## [Data in this exercise]
####
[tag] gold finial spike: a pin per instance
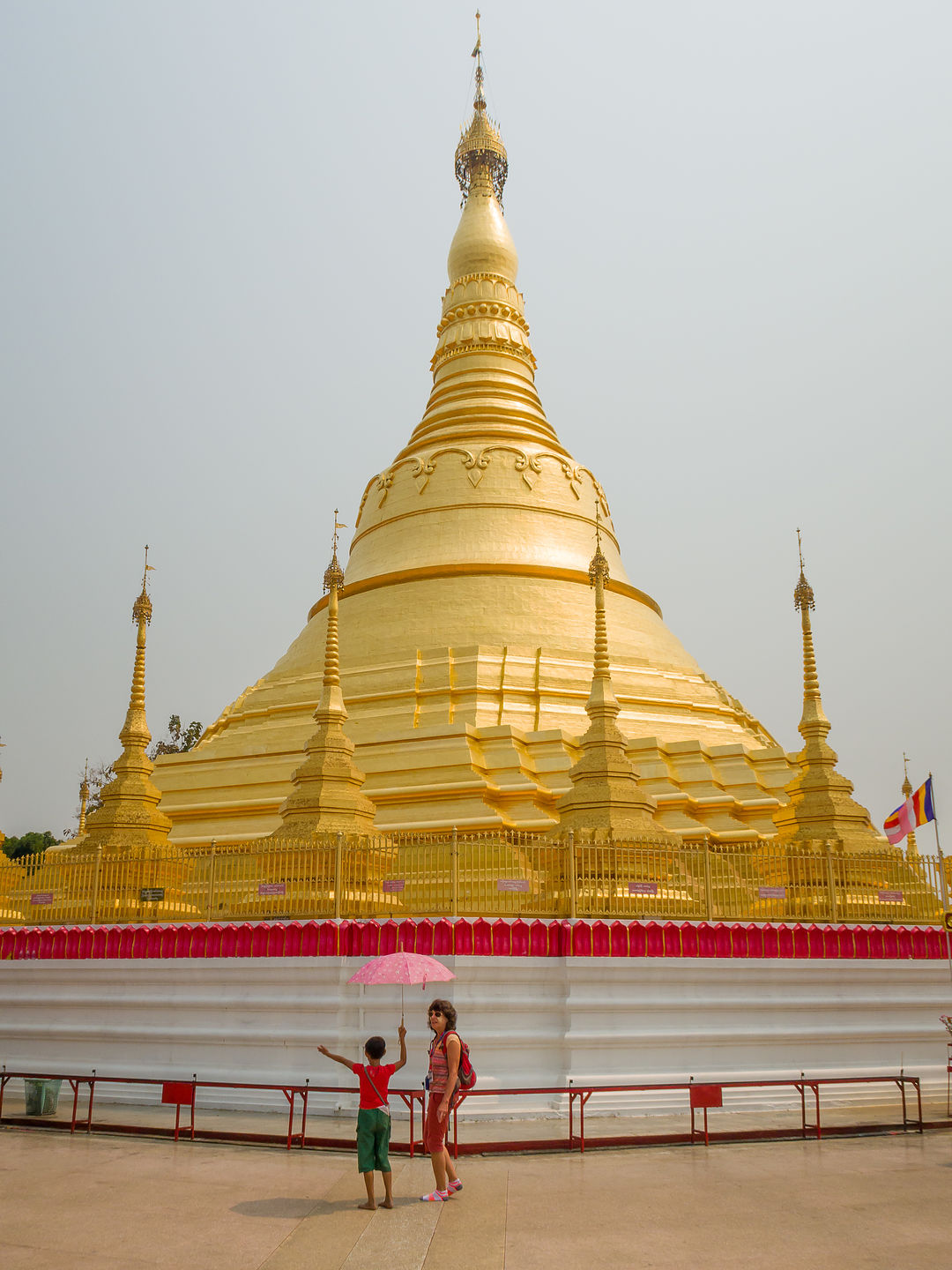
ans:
(802, 592)
(481, 155)
(143, 609)
(334, 574)
(479, 101)
(906, 782)
(598, 565)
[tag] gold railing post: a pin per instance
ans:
(210, 900)
(95, 886)
(338, 874)
(455, 874)
(573, 878)
(831, 883)
(943, 886)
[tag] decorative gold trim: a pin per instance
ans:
(430, 573)
(528, 464)
(482, 507)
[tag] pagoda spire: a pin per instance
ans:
(484, 367)
(328, 788)
(130, 814)
(84, 799)
(606, 796)
(820, 807)
(911, 848)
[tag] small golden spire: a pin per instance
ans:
(130, 816)
(606, 796)
(326, 793)
(820, 804)
(84, 799)
(481, 153)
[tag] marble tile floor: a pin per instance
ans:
(109, 1203)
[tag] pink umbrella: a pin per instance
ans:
(403, 968)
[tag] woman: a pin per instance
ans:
(442, 1082)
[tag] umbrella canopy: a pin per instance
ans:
(403, 968)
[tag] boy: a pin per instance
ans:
(374, 1114)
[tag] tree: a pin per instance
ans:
(28, 843)
(181, 739)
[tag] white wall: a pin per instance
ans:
(528, 1021)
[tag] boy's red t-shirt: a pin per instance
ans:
(369, 1097)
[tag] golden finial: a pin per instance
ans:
(84, 799)
(906, 782)
(143, 609)
(481, 146)
(334, 574)
(598, 565)
(802, 592)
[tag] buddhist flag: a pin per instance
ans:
(917, 810)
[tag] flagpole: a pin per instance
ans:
(942, 877)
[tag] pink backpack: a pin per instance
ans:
(467, 1072)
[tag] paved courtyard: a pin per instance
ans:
(108, 1203)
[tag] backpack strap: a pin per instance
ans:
(383, 1105)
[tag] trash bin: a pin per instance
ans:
(42, 1096)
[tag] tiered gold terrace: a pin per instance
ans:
(472, 875)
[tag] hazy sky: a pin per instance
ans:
(222, 249)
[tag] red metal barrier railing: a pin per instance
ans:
(183, 1094)
(698, 1096)
(579, 1097)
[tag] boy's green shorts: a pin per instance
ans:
(372, 1140)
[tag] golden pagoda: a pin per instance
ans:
(820, 804)
(911, 848)
(130, 814)
(466, 648)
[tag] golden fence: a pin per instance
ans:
(473, 875)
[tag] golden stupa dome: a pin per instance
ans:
(466, 615)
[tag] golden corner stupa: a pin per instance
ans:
(465, 621)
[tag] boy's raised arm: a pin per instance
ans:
(344, 1062)
(401, 1034)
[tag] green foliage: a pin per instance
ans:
(181, 739)
(28, 843)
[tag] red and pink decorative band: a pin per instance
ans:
(475, 938)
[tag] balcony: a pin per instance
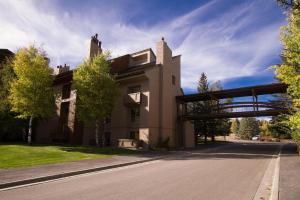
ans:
(132, 98)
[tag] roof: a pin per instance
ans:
(236, 92)
(67, 77)
(138, 52)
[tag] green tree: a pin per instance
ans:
(210, 127)
(96, 91)
(235, 126)
(10, 127)
(248, 128)
(279, 127)
(264, 128)
(31, 92)
(6, 76)
(289, 71)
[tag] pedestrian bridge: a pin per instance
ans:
(234, 109)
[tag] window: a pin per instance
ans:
(134, 135)
(66, 90)
(134, 114)
(173, 80)
(134, 89)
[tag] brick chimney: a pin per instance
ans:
(95, 47)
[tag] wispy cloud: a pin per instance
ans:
(229, 44)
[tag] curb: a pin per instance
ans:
(275, 183)
(69, 174)
(268, 188)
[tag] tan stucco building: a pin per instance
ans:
(145, 111)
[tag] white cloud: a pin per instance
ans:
(218, 46)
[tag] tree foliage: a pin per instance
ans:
(289, 71)
(248, 128)
(31, 92)
(234, 128)
(210, 127)
(6, 76)
(96, 90)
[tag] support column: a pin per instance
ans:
(189, 137)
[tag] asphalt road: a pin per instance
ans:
(231, 172)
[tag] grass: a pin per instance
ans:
(21, 155)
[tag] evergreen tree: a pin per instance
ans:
(289, 71)
(210, 127)
(248, 128)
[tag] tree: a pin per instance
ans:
(264, 128)
(279, 127)
(289, 71)
(212, 126)
(235, 126)
(10, 128)
(96, 90)
(6, 76)
(31, 93)
(248, 128)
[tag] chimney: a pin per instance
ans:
(163, 52)
(95, 46)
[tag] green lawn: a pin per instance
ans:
(19, 155)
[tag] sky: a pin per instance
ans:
(234, 41)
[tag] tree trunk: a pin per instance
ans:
(30, 130)
(102, 133)
(212, 137)
(97, 132)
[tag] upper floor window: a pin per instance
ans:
(134, 89)
(134, 114)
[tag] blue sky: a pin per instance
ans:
(234, 41)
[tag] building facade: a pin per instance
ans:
(145, 111)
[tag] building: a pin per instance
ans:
(146, 110)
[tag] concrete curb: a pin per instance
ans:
(72, 173)
(275, 183)
(268, 188)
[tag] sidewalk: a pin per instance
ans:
(289, 181)
(16, 177)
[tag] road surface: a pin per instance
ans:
(229, 172)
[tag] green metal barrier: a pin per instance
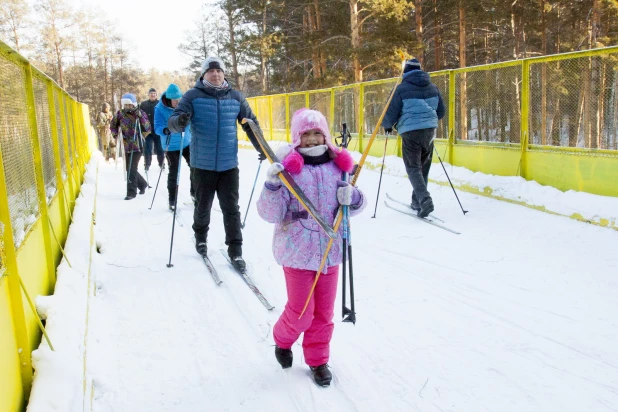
####
## [What the exercise asks]
Through the line containing "[tag] pagoda spire: a pin per instance" and no further, restate the data above word for word from its first line, leaving out pictures.

## [Expected output]
[tag] gold finial spike: a pin per instance
ans:
(802, 592)
(481, 155)
(143, 609)
(334, 574)
(479, 101)
(906, 782)
(598, 565)
[tag] gold railing post: a pin per instance
ans:
(210, 900)
(95, 886)
(338, 874)
(455, 874)
(573, 878)
(831, 883)
(943, 886)
[tag] decorative gold trim: a pin per instance
ans:
(430, 573)
(528, 464)
(482, 507)
[tag] pagoda spire: a pin per instance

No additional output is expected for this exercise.